Copy out the lines below verbatim, from the line containing "Tag the red" through the line containing "[[455, 189], [19, 156], [426, 184]]", both included, and nothing else.

▸ **Records of labeled points**

** Start **

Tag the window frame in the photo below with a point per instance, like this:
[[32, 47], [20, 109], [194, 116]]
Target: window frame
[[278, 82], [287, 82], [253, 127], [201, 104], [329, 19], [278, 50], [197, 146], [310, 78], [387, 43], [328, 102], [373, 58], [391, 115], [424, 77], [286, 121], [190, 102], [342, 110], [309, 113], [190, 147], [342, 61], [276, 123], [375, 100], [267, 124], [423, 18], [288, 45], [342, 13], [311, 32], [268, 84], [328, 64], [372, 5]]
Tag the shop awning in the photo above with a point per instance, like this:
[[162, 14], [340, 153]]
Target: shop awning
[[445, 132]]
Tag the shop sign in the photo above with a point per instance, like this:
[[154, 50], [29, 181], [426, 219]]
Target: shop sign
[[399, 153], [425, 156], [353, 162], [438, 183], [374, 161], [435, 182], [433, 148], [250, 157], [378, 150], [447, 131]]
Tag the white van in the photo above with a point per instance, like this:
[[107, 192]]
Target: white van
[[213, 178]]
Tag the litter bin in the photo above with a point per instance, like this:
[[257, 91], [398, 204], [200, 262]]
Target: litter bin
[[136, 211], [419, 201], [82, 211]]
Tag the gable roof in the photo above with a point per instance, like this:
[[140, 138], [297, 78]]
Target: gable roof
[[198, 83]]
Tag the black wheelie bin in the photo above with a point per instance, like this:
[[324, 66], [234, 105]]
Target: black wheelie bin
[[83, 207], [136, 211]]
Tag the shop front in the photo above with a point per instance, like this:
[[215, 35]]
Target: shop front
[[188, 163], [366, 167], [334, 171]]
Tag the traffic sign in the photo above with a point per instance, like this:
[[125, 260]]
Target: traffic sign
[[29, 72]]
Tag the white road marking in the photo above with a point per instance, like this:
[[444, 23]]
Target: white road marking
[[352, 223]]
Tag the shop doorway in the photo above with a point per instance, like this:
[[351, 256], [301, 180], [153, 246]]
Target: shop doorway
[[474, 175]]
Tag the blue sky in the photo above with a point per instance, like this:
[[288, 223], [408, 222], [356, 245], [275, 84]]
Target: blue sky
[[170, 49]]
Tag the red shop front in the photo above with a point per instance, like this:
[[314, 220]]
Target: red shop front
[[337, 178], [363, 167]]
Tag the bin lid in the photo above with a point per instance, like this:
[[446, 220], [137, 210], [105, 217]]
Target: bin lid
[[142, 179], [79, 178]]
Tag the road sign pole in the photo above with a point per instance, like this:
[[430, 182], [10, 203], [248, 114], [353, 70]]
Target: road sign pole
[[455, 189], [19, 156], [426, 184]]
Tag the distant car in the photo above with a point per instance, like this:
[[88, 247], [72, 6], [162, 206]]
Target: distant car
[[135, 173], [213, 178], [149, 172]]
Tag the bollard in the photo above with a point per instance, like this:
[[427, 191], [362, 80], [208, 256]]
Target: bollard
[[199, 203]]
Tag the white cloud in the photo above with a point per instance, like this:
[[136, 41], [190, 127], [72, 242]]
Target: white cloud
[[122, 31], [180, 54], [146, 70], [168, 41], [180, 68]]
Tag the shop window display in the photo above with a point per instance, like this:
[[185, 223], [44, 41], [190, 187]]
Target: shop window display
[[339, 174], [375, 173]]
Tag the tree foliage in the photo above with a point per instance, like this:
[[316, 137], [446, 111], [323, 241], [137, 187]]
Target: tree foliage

** End **

▸ **Worked solution**
Tag the red shop front in the photo above with a point per instance, like this:
[[314, 220]]
Target: red shop front
[[337, 178], [363, 167]]
Tag the bin lid in the photo above with a point per instance, like this:
[[446, 220], [137, 210], [105, 217]]
Target: bin lid
[[142, 179], [79, 178]]
Tag the road sign pole in the photo above with a point per instance, like this:
[[430, 182], [10, 203], [248, 114], [353, 70]]
Target: road sign pole
[[455, 189], [19, 156], [426, 184]]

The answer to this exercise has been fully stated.